BEGIN Supplied information

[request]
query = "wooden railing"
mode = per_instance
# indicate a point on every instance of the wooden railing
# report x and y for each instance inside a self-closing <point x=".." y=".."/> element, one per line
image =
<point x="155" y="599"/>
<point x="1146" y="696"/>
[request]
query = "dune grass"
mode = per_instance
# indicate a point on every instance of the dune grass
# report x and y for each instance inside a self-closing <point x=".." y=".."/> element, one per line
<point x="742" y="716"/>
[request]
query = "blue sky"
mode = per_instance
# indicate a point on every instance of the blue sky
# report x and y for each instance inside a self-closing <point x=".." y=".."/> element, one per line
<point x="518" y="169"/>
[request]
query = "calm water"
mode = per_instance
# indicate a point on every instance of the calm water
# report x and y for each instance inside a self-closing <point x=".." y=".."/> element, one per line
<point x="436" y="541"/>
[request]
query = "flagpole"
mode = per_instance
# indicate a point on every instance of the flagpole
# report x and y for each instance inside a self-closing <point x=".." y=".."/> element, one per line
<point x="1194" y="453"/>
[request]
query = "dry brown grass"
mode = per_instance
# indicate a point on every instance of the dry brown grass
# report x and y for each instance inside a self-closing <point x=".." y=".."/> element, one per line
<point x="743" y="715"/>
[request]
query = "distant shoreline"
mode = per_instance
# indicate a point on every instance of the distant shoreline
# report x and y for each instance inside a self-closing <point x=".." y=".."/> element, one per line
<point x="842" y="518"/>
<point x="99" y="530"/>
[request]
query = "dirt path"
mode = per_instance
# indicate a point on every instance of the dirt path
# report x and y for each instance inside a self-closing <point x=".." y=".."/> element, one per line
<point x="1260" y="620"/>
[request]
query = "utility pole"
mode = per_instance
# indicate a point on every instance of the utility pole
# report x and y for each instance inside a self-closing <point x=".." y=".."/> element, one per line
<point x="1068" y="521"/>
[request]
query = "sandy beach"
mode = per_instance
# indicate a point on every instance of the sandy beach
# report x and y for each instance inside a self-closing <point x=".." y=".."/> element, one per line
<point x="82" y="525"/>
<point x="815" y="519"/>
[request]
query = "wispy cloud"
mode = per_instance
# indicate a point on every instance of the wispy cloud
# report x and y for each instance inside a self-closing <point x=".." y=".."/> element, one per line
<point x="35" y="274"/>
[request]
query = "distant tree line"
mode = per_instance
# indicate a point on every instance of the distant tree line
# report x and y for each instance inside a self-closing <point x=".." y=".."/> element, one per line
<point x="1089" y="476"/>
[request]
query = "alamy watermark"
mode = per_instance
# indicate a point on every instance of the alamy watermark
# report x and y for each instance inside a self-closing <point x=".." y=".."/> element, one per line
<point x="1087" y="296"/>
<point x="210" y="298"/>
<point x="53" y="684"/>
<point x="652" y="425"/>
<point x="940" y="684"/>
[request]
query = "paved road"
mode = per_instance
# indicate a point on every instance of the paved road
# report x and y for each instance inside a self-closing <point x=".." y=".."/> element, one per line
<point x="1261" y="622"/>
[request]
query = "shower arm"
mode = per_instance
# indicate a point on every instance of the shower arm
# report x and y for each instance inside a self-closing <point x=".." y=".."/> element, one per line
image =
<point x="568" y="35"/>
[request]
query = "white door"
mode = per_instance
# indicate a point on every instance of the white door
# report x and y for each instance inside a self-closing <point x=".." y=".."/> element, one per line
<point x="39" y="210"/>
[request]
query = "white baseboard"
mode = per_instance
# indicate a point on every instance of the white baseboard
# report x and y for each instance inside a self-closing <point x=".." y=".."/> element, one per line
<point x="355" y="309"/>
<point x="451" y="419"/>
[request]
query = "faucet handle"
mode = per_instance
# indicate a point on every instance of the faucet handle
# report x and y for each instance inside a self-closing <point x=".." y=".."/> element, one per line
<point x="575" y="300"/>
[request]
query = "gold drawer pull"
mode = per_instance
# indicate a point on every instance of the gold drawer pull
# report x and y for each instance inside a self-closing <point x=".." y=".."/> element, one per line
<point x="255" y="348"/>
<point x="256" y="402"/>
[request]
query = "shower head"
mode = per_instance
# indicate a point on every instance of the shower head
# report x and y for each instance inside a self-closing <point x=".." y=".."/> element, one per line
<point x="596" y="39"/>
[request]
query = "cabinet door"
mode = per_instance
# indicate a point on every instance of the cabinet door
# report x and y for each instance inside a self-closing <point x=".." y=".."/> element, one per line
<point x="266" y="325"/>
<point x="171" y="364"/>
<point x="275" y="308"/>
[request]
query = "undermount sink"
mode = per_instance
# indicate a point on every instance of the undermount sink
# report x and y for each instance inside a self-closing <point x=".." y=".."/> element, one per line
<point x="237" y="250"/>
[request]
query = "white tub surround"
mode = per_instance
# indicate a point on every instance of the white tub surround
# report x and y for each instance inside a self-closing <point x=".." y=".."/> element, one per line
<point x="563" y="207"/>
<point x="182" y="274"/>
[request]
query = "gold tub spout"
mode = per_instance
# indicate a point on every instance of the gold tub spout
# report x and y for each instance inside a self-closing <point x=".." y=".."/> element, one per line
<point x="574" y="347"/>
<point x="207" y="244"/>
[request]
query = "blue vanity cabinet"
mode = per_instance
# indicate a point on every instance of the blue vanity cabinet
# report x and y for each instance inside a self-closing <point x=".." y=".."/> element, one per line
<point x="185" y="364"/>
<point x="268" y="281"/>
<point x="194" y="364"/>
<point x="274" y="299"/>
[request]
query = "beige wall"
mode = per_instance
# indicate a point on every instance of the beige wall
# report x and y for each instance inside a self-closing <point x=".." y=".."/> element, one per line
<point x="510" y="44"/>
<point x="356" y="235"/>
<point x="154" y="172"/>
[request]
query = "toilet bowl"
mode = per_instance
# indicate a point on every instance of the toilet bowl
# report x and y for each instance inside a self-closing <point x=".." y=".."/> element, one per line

END Supplied information

* [Work instructions] Copy every record exactly, with nothing added or dropped.

* [Finished answer]
[request]
query = "wooden railing"
mode = per_instance
# indicate a point on every instance of the wooden railing
# report x and y for each instance inside a self-closing <point x=".." y=".."/> element, one per line
image =
<point x="155" y="599"/>
<point x="1146" y="696"/>
[request]
query = "dune grass"
mode = per_instance
# indicate a point on every instance of the dune grass
# report x and y for each instance inside a self-closing <point x=".." y=".."/> element, one per line
<point x="742" y="716"/>
[request]
query = "blue sky"
mode = per_instance
# indicate a point on every instance of the blue sky
# report x and y for each instance inside a self-closing <point x=".." y=".."/> element, one per line
<point x="518" y="169"/>
[request]
query = "calm water"
mode = per_instance
# indicate a point on every instance of the calm water
# report x and y for each instance inside a self-closing <point x=".." y=".."/> element, one per line
<point x="436" y="541"/>
[request]
query = "flagpole"
mode = per_instance
# indicate a point on every instance of the flagpole
# report x and y for each instance inside a self-closing <point x=".." y=".."/> element, one per line
<point x="1194" y="453"/>
[request]
query = "dry brown grass"
mode = per_instance
# indicate a point on every instance of the dry brown grass
# report x and y for each instance inside a self-closing <point x=".." y=".."/> element, one per line
<point x="743" y="715"/>
[request]
query = "distant shoreline"
mode = per_instance
# indicate a point on every instance of the distant shoreline
# report x and y for each instance inside a self-closing <point x=".." y=".."/> element, one per line
<point x="842" y="518"/>
<point x="99" y="530"/>
[request]
query = "dirt path"
mode = per_instance
# indicate a point on every instance of the dirt path
# report x and y for each instance inside a self-closing <point x=".." y=".."/> element, one per line
<point x="1260" y="620"/>
[request]
query = "utility pole"
mode = per_instance
# indicate a point on every instance of the utility pole
# report x and y for each instance inside a self-closing <point x=".." y=".."/> element, one per line
<point x="1068" y="521"/>
[request]
query = "sandy beach"
mode = per_instance
# indicate a point on every instance of the sandy beach
# report x and y for each instance inside a self-closing <point x=".." y=".."/> element, one per line
<point x="82" y="525"/>
<point x="815" y="519"/>
[request]
query = "wispy cloud"
mode = per_instance
# indicate a point on every instance of the wispy cloud
# report x and y for each instance inside a self-closing <point x=".." y=".."/> element, one per line
<point x="35" y="274"/>
[request]
query = "distant tree line"
mode = per_instance
# indicate a point on every instance of the distant tree line
# report x and y for each instance inside a self-closing <point x=".." y=".."/> element, one per line
<point x="1089" y="476"/>
[request]
query = "alamy watermark"
mode = per_instance
# indicate a point on every instance of the alamy watermark
# report x and y for each instance inside a self-closing <point x=".." y=".."/> element, one per line
<point x="1087" y="296"/>
<point x="210" y="298"/>
<point x="53" y="684"/>
<point x="652" y="425"/>
<point x="940" y="684"/>
[request]
query = "paved road"
mode = per_instance
# indicate a point on every instance of the paved road
# report x and y for each instance inside a self-closing <point x=".." y=".."/> element, one per line
<point x="1261" y="622"/>
[request]
query = "shower arm"
mode = per_instance
# indicate a point on every instance of the shower arm
# report x and y for each instance inside a self-closing <point x=".." y=".."/> element, one per line
image =
<point x="568" y="35"/>
[request]
query = "white door"
mode = per_instance
# indicate a point on every instance of the white door
# report x and y for each instance inside a self-closing <point x=".." y=".."/> element, one per line
<point x="39" y="210"/>
[request]
query = "white baseboard"
mode = per_instance
# indicate a point on every instance of the white baseboard
# report x and y for each instance inside a self-closing <point x=".." y=".."/> element, one per line
<point x="355" y="309"/>
<point x="451" y="419"/>
[request]
query = "faucet handle"
mode = per_instance
# indicate a point on every instance of the faucet handle
# report x and y for each instance inside a self-closing <point x=".." y=".."/> element, one per line
<point x="575" y="300"/>
[request]
query = "gold drawer pull"
mode = per_instance
# indicate a point on every instance of the gold drawer pull
# report x and y for each instance inside a self-closing <point x=".." y=".."/> element, one per line
<point x="255" y="348"/>
<point x="256" y="402"/>
[request]
query = "shower head"
mode = per_instance
# indicate a point on every instance of the shower head
# report x and y for each instance inside a self-closing <point x=".." y=".."/> element, one per line
<point x="596" y="39"/>
[request]
query = "cabinet door"
mode = per_instance
# indicate a point on every instance of the cabinet door
# report x and y for each instance inside a self-closing <point x=".." y=".."/> element, one per line
<point x="266" y="325"/>
<point x="171" y="364"/>
<point x="275" y="308"/>
[request]
query = "undermount sink"
mode = per_instance
# indicate a point on every instance of the undermount sink
# report x and y for each instance inside a self-closing <point x=".." y=".."/> element, one per line
<point x="237" y="250"/>
[request]
query = "white tub surround"
mode = per_instance
# indicate a point on every instance of the white tub surround
# report x and y for each instance inside a self-closing <point x=".." y=".."/> element, one per line
<point x="563" y="207"/>
<point x="182" y="274"/>
[request]
query = "gold tub spout"
mode = per_instance
# indicate a point on every instance of the gold tub spout
# report x and y for each instance inside a self-closing <point x=".." y=".."/> element, one per line
<point x="574" y="347"/>
<point x="207" y="244"/>
[request]
query = "blue vanity cabinet"
mode = per_instance
# indicate a point on every instance of the blue vanity cabinet
# report x and y for each instance inside a self-closing <point x=".." y=".."/> element, one per line
<point x="185" y="364"/>
<point x="268" y="281"/>
<point x="194" y="364"/>
<point x="274" y="299"/>
[request]
query = "beige wall"
mode = per_instance
# indicate a point on every instance of the beige wall
# report x and y for each instance inside a self-closing <point x=".." y=".."/> element, one per line
<point x="510" y="44"/>
<point x="356" y="235"/>
<point x="154" y="172"/>
[request]
query = "toilet bowl"
mode = per_instance
# indicate a point on every instance of the toilet bowl
# report x and y for each instance inside a self-closing <point x=".." y=".."/> element, one per line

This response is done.